INSTRUCTIONS TO FOLLOW: Extract the entries verbatim, starting at the very beginning and ending with the line that contains "352L111 663L165 599L450", with both of those lines included.

====== RECORDS SUPPLIED

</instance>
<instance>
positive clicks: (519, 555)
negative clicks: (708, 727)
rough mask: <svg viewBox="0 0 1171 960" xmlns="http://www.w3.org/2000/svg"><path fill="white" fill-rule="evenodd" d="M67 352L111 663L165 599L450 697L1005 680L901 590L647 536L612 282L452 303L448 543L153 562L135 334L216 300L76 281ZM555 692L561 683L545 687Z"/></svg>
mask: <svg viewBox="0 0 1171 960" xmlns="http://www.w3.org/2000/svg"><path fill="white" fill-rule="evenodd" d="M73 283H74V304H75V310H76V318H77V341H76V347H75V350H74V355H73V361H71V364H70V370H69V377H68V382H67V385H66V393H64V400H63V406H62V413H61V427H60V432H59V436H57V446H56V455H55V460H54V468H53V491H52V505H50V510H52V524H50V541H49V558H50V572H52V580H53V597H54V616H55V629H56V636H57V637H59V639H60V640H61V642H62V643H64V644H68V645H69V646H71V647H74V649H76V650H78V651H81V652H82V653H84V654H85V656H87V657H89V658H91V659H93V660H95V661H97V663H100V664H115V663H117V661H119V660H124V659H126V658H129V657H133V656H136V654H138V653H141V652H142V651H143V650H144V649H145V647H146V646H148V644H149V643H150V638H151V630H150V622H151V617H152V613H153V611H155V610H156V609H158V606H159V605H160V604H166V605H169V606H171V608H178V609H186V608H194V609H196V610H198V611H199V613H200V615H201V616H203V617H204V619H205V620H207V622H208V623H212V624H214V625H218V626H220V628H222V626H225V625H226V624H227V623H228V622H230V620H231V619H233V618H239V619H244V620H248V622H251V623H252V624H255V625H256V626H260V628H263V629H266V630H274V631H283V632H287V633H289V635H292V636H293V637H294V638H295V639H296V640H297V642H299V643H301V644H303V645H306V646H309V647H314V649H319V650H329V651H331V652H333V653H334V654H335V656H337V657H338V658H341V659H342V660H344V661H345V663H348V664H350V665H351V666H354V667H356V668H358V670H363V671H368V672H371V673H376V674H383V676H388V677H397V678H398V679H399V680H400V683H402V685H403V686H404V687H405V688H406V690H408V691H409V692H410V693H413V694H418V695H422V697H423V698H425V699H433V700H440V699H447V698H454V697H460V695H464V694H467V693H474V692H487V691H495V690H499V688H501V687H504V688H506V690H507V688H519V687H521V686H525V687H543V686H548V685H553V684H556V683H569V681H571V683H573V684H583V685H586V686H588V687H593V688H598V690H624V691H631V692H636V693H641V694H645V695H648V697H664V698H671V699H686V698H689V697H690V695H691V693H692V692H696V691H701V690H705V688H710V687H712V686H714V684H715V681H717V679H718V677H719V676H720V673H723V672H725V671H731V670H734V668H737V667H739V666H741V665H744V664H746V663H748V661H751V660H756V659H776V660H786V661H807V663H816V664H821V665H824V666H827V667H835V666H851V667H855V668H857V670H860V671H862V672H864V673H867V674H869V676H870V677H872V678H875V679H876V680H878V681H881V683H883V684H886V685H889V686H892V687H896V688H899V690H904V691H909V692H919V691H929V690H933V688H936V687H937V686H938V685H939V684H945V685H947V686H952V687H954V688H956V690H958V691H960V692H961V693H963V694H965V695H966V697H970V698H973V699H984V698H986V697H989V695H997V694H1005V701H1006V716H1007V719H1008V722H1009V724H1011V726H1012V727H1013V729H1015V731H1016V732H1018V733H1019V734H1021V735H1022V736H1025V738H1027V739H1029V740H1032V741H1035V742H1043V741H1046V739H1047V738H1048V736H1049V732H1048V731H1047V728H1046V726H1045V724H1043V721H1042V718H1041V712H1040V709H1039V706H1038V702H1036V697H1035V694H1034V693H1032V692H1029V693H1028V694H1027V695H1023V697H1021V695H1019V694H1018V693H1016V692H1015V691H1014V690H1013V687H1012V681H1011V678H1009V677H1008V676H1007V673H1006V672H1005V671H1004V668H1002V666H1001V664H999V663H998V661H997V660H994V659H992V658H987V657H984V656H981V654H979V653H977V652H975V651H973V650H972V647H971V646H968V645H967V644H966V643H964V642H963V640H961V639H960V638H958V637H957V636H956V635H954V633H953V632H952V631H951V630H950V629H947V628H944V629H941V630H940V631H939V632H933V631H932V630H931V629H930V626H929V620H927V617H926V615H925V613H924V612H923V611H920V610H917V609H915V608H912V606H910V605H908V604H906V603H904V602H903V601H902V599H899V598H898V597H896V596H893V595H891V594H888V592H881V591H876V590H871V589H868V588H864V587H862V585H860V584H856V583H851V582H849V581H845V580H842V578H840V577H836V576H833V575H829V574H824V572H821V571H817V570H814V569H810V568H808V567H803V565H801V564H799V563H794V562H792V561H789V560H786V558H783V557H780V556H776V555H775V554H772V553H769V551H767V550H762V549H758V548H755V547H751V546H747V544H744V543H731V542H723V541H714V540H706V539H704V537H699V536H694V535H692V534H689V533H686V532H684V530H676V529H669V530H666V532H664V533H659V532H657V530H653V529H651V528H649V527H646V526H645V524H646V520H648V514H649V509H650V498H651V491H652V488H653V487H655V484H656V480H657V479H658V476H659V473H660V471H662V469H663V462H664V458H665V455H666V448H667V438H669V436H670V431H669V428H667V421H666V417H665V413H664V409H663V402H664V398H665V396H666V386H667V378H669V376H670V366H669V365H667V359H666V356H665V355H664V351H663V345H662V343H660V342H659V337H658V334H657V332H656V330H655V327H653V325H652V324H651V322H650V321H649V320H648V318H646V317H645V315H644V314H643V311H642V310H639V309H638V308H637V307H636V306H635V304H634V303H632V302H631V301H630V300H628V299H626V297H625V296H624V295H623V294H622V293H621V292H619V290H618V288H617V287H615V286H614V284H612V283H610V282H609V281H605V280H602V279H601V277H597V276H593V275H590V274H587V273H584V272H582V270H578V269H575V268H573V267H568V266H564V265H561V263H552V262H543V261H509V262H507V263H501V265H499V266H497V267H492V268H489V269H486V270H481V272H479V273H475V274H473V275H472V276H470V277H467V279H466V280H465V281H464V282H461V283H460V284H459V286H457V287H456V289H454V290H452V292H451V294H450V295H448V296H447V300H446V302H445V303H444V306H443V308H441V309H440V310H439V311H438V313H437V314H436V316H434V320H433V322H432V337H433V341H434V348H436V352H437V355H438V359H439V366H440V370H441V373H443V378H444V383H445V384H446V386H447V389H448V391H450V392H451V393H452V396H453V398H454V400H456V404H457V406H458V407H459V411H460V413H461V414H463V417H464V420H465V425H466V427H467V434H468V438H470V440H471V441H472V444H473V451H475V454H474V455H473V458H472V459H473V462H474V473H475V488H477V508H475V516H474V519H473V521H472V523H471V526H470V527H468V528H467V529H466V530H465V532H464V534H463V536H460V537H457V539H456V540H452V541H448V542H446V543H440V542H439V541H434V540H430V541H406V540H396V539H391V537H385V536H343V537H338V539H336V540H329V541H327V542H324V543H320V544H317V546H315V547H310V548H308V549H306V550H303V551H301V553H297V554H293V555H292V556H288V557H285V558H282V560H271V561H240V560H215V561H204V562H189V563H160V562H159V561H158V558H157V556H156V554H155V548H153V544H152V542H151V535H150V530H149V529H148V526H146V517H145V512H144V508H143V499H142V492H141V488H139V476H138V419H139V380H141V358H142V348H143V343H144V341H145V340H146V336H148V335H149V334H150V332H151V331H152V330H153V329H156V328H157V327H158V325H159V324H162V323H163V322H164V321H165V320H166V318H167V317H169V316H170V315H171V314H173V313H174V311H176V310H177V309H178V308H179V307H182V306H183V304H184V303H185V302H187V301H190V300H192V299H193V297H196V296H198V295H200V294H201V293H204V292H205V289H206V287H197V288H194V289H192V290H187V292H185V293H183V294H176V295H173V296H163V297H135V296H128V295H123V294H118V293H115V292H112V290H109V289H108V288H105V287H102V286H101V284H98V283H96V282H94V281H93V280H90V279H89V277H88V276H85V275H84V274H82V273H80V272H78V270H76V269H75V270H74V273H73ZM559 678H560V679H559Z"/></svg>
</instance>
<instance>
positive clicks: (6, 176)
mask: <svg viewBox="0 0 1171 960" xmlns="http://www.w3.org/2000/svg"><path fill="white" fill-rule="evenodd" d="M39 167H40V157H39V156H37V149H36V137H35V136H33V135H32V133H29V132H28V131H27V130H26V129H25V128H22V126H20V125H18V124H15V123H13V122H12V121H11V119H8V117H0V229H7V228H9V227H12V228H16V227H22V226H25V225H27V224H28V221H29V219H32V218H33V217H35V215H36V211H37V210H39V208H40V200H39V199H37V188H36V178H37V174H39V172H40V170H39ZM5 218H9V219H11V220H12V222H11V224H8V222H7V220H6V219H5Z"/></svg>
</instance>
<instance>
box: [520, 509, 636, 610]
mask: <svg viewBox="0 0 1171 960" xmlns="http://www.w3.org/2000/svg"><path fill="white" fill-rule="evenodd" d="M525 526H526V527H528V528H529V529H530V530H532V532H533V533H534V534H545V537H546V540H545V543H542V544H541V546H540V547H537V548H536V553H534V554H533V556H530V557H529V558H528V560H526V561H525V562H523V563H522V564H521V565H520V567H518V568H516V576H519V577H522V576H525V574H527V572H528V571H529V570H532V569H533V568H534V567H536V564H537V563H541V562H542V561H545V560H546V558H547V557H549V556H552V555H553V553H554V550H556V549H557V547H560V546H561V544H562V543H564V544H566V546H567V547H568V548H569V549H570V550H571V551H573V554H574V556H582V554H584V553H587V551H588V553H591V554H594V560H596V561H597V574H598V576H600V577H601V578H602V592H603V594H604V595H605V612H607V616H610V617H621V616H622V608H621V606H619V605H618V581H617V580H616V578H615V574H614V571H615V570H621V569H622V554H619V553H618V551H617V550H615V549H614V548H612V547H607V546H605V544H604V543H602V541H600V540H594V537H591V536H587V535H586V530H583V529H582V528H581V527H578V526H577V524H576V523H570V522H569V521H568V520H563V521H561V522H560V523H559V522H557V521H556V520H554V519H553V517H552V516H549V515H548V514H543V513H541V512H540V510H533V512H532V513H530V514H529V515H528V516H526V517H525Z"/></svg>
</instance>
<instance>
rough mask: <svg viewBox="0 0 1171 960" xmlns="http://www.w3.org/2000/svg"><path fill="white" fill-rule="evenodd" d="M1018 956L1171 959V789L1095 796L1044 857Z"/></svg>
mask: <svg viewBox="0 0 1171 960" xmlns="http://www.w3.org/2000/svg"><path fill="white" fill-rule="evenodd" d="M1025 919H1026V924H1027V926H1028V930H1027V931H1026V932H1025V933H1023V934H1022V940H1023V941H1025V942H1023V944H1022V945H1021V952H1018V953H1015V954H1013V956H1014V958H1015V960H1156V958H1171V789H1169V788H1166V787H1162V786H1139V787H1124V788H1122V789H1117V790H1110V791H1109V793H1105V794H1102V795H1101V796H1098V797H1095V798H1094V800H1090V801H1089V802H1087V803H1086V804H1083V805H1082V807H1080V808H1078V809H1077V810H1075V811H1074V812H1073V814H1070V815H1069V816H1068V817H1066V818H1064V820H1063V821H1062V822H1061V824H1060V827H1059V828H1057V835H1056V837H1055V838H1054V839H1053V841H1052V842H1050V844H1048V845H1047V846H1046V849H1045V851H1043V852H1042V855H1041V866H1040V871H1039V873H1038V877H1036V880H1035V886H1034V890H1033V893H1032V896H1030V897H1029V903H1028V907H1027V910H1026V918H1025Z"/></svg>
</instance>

============

RESULT OF THE TASK:
</instance>
<instance>
positive clicks: (519, 555)
negative clicks: (708, 727)
rough mask: <svg viewBox="0 0 1171 960" xmlns="http://www.w3.org/2000/svg"><path fill="white" fill-rule="evenodd" d="M67 352L111 663L165 599L450 697L1005 680L901 590L647 536L612 282L452 303L448 543L153 562L135 334L216 300L76 281ZM555 692L561 683L545 687Z"/></svg>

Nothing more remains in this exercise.